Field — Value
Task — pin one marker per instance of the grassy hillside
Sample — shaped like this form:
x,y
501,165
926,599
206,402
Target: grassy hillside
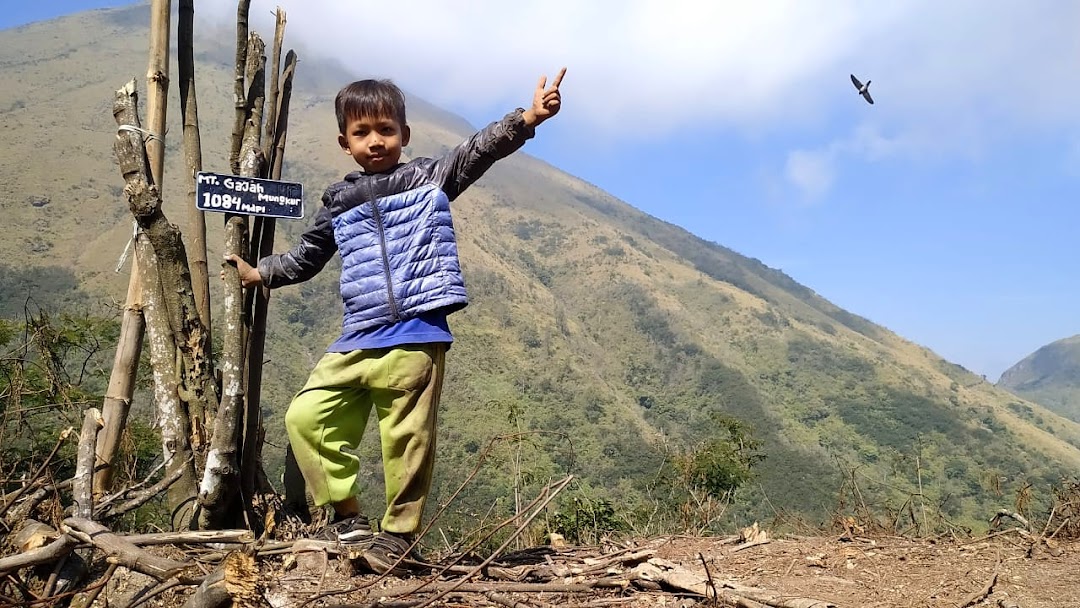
x,y
613,337
1050,376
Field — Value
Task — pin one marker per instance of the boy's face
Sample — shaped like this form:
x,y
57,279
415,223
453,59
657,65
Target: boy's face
x,y
375,143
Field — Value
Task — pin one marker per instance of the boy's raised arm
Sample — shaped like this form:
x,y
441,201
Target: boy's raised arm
x,y
466,163
545,100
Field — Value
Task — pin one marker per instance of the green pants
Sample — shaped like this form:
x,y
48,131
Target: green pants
x,y
327,417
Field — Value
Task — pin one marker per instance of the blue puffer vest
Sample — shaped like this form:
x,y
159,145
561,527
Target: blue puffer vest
x,y
393,229
399,257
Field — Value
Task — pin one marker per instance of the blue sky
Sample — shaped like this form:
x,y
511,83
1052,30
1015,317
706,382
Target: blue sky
x,y
946,212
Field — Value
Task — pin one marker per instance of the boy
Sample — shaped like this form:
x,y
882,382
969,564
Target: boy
x,y
400,280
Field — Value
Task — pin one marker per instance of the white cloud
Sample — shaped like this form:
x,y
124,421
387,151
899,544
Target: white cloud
x,y
812,172
642,68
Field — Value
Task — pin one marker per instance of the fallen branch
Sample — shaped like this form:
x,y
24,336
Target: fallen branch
x,y
64,435
120,551
192,537
142,497
45,554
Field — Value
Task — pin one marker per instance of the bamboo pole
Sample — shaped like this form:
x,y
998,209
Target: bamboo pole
x,y
220,482
253,427
192,156
121,388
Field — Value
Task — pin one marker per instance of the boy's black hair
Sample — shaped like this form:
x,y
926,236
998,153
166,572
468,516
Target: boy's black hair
x,y
369,98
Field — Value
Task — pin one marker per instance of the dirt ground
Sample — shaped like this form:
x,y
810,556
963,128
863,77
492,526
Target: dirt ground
x,y
887,572
1003,570
1007,569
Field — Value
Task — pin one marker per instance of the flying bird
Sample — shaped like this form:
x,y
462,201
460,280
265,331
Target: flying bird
x,y
864,90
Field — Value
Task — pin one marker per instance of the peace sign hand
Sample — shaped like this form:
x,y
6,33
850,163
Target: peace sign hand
x,y
547,100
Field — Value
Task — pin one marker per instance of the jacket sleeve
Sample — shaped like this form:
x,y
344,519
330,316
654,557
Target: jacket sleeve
x,y
466,163
307,258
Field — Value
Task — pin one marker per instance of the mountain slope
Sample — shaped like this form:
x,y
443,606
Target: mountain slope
x,y
1050,376
610,336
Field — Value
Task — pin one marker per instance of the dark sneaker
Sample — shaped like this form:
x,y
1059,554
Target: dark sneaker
x,y
389,552
348,530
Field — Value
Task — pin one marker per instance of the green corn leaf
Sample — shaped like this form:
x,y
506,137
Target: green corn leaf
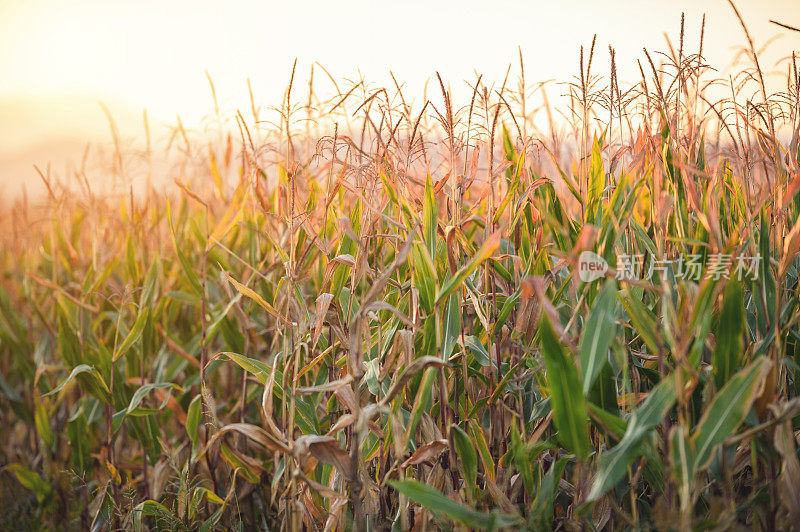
x,y
727,411
467,459
728,350
489,246
89,378
133,334
597,335
612,465
570,410
429,215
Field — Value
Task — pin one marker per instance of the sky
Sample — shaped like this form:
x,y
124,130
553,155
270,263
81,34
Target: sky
x,y
59,58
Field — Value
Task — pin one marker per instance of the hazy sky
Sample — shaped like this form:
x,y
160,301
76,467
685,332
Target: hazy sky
x,y
59,57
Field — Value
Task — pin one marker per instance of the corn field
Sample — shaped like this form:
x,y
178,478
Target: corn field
x,y
366,313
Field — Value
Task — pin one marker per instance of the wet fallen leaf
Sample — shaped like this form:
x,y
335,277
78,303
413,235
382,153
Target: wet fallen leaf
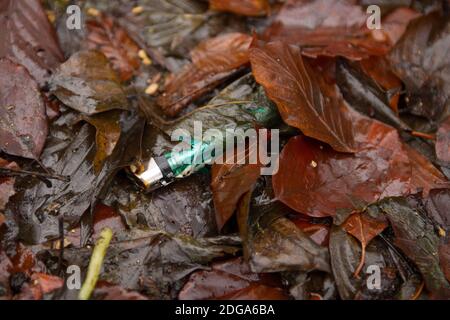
x,y
363,228
315,180
107,135
28,38
231,280
273,243
420,59
23,120
241,7
87,83
416,237
304,99
424,176
6,185
329,28
106,36
443,141
365,95
213,60
230,182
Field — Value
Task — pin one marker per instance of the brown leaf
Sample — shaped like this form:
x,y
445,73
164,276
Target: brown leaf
x,y
303,97
363,228
28,38
106,291
107,135
241,7
229,182
213,60
444,259
424,175
23,120
6,184
443,141
315,180
379,70
329,28
231,280
395,23
111,39
318,232
47,283
87,83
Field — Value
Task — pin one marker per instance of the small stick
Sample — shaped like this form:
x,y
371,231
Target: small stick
x,y
14,172
95,264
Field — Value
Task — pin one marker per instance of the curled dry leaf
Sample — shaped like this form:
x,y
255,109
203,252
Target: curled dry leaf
x,y
111,39
318,232
303,97
6,185
229,182
395,24
415,235
213,60
232,280
329,28
421,60
23,120
87,83
380,71
315,180
241,7
424,175
364,228
28,38
107,136
443,141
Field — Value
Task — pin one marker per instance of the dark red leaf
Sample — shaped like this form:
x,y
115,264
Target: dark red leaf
x,y
443,141
213,60
28,38
315,180
23,120
6,184
424,175
363,228
106,36
302,95
329,28
229,183
231,280
241,7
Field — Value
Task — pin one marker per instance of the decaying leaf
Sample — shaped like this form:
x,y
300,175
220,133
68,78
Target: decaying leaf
x,y
213,60
87,83
107,136
304,99
230,182
273,243
420,59
443,141
154,261
415,235
106,36
425,176
327,28
28,38
315,180
363,228
231,280
23,120
6,184
241,7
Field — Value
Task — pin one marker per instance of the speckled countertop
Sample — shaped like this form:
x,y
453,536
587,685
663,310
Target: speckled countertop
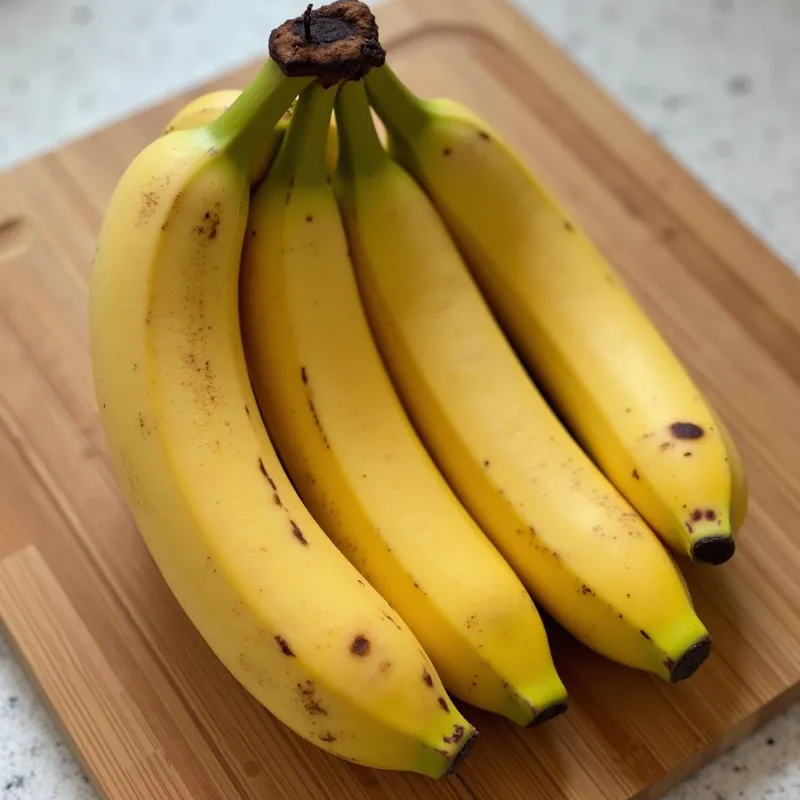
x,y
718,81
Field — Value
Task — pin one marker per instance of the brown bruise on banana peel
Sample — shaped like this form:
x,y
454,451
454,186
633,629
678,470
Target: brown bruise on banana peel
x,y
284,646
307,692
360,646
343,44
456,736
686,431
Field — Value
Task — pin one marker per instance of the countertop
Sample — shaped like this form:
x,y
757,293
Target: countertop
x,y
717,81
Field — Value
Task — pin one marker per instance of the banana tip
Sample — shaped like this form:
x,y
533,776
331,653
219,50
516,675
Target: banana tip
x,y
714,550
691,660
462,754
546,714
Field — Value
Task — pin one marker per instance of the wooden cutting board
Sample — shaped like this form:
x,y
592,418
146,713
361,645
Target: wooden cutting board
x,y
149,710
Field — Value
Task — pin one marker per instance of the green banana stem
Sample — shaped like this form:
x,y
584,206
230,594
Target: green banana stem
x,y
360,147
243,130
302,155
400,110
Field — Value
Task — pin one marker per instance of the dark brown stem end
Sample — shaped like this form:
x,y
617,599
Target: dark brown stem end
x,y
338,42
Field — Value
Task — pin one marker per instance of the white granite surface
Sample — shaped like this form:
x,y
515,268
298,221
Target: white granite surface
x,y
718,81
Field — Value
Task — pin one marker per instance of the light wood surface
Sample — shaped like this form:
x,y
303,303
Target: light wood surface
x,y
149,710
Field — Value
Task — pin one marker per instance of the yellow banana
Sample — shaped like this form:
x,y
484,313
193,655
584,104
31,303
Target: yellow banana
x,y
202,110
353,455
284,611
584,554
209,107
603,364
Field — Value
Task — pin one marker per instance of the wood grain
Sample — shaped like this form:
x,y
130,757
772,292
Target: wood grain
x,y
150,711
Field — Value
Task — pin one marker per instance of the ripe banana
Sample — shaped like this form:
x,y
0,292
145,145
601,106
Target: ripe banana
x,y
352,453
584,554
277,603
599,359
209,107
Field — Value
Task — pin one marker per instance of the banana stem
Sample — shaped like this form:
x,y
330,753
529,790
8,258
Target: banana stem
x,y
303,154
397,106
243,131
360,147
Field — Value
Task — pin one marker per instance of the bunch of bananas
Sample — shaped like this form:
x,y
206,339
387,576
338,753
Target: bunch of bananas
x,y
316,360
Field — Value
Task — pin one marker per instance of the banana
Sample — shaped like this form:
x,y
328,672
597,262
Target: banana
x,y
285,612
203,110
605,367
352,453
209,107
584,554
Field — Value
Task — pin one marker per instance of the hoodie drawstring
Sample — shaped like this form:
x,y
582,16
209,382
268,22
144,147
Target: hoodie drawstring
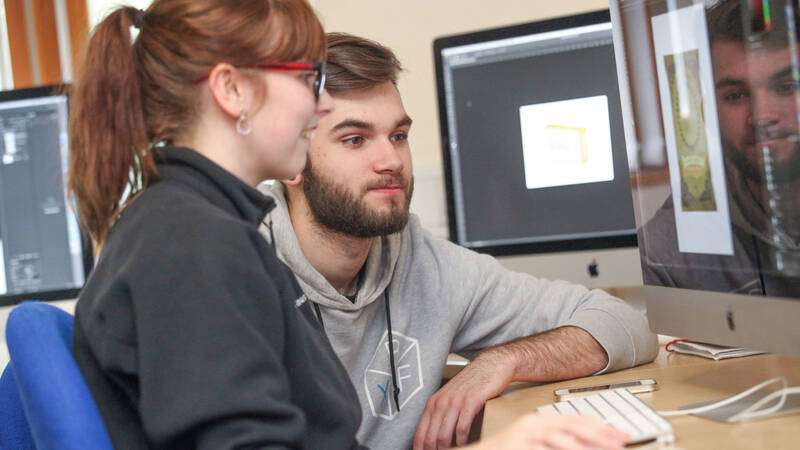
x,y
395,389
391,352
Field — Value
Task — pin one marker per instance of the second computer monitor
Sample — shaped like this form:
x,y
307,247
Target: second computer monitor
x,y
532,137
42,253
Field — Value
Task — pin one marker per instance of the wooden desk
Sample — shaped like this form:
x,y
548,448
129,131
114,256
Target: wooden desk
x,y
682,380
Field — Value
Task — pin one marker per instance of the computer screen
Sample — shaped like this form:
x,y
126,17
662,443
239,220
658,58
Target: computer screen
x,y
42,253
715,89
532,137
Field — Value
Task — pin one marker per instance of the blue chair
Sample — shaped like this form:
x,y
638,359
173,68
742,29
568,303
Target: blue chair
x,y
59,410
16,434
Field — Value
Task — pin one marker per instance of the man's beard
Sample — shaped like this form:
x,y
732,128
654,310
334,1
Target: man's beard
x,y
341,211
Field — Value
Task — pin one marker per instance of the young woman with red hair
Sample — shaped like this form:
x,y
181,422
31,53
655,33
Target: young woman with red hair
x,y
190,332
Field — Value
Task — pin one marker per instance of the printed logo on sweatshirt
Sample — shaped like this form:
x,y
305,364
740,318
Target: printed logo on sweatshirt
x,y
378,375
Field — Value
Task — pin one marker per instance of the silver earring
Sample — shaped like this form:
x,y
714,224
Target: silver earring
x,y
242,125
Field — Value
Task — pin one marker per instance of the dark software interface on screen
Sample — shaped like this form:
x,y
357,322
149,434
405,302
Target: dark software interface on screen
x,y
536,142
40,242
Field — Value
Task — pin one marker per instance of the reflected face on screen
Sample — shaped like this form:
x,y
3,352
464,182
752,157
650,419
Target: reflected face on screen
x,y
358,179
757,105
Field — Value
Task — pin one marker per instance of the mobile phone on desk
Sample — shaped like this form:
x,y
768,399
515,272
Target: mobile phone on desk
x,y
634,387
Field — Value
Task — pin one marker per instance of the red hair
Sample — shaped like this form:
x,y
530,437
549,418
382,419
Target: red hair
x,y
129,96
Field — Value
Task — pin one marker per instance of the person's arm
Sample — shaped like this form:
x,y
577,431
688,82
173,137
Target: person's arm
x,y
566,352
211,335
557,329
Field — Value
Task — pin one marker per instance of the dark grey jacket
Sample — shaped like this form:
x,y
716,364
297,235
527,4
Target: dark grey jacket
x,y
192,334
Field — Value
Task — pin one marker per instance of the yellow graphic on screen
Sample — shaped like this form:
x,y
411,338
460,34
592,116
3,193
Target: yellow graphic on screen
x,y
567,144
697,191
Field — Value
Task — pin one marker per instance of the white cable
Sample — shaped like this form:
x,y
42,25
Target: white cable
x,y
726,401
752,412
- - - - -
Locate every line in the material above that contains the string "earring" and copy each one out. Match case exactly.

**Answer to this exercise**.
Task — pin one marker per instance of the silver earring
Target: silver earring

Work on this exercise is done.